▸ **Aim of the exercise**: Copy out the lines below with every occurrence of "goat" changed to "sheep", leaving everything else as it is.

Start Record set

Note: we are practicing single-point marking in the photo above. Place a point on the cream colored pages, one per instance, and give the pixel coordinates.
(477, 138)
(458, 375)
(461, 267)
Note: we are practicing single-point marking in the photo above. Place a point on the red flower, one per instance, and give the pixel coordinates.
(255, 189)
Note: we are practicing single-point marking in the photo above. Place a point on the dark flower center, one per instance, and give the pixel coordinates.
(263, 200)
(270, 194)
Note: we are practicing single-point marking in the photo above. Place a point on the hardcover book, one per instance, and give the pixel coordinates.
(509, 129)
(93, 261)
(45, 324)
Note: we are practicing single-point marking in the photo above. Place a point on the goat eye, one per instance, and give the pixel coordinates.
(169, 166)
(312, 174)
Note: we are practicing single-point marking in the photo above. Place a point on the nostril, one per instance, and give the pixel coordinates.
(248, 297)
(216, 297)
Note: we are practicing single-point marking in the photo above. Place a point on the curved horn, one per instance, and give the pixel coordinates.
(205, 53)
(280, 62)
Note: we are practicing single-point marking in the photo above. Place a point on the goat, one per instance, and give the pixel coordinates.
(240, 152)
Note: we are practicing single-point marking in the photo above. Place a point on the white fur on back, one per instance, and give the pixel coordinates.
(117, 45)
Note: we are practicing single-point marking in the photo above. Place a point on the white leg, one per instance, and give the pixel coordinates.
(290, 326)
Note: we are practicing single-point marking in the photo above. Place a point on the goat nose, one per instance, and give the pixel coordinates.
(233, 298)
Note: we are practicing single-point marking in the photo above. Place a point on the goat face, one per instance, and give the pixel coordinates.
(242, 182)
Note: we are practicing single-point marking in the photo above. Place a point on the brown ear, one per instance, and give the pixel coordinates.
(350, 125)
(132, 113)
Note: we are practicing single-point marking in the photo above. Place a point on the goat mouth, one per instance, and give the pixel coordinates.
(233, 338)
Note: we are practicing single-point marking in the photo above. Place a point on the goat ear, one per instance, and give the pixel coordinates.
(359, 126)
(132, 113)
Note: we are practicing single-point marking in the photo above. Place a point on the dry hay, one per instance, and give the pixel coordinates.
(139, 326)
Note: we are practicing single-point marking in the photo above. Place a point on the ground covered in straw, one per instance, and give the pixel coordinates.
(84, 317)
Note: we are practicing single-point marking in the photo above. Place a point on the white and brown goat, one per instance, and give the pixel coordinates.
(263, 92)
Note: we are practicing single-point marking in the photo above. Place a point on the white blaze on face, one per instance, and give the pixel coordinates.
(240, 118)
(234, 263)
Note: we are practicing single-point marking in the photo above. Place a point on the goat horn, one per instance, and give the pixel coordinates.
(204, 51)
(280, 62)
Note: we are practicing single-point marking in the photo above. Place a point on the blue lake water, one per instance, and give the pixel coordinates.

End Record set

▸ **Final result**:
Note: we are practicing single-point marking in the photo above. Place a point on the cream colored pages, one per instance, and give the pixel coordinates.
(477, 138)
(458, 375)
(461, 267)
Note: we are practicing single-point marking in the photo above. Place a point on the red flower, one per instance, and give the pixel coordinates.
(255, 189)
Note: we are practicing single-point marking in the photo above. Place a point on the dark flower center, one per instance, and give the pixel coordinates.
(263, 200)
(270, 194)
Note: we are practicing single-point marking in the photo above. Place a point on the hardcover book, one per instance, and give the pixel coordinates.
(509, 129)
(93, 261)
(45, 324)
Note: we are practicing single-point marking in the photo above. Place a point on the sheep eye, one per instance, and give the pixel coordinates.
(169, 166)
(312, 174)
Note: we are practicing single-point marking in the photo above. Place a point on the nostril, one per instance, and give the pixel coordinates.
(248, 297)
(216, 297)
Note: we are practicing single-point marking in the photo above. Place a point on the curved horn, one per instance, and give the pixel coordinates.
(205, 53)
(280, 62)
Note: we are practicing single-point marking in the photo above. Place a point on the sheep, one per instance, and give the pixel coordinates.
(240, 152)
Note: we are practicing single-point marking in the photo above. Place a point on the white fur on back, one per instance, and give the pixel coordinates.
(117, 45)
Note: we are practicing single-point marking in the photo above. Place a point on the white leg, one per instance, and give the pixel coordinates.
(290, 326)
Note: we are practicing single-point marking in the photo above. Place a point on the sheep nose, one per instance, and give the pixel coordinates.
(233, 298)
Note: we are practicing single-point marking in the photo above. Place a point on the sheep face, one per instance, and give the pixel coordinates.
(242, 182)
Note: we are practicing single-point marking in the photo above. Place a point on the brown ear, one per instance, and give the pixel coordinates.
(350, 125)
(132, 113)
Note: we are practicing single-point marking in the photo above. Place a point on the sheep mouth, one per instance, and give the pixel coordinates.
(233, 338)
Note: we are practicing single-point marking in the photo above. Place a point on the sheep ear, one per instance, and give the pixel coordinates.
(359, 126)
(132, 113)
Note: we are practicing single-point marking in the photo above. Place a point on the dry hay, one per instance, and give the pixel coordinates.
(139, 326)
Note: we are practicing single-point marking in the photo above. Place a point on the ground covered in straw, one per instance, and give the pixel coordinates.
(84, 317)
Note: we are practicing single-point marking in the photo above. Place a point on the white and brown sheep, one per instance, and give the pixel coordinates.
(263, 92)
Note: we are practicing single-point marking in the photo above. Place a point on the white blaze on face, one per instance, and give the pixel coordinates.
(240, 118)
(234, 263)
Note: we are practicing single-point marking in the photo above. Place a point on the sheep horn, one per instance, and give the pixel coordinates.
(204, 51)
(280, 62)
Note: we are practicing single-point marking in the photo above. Place a point on the blue lake water, one per instance, and give the pixel coordinates.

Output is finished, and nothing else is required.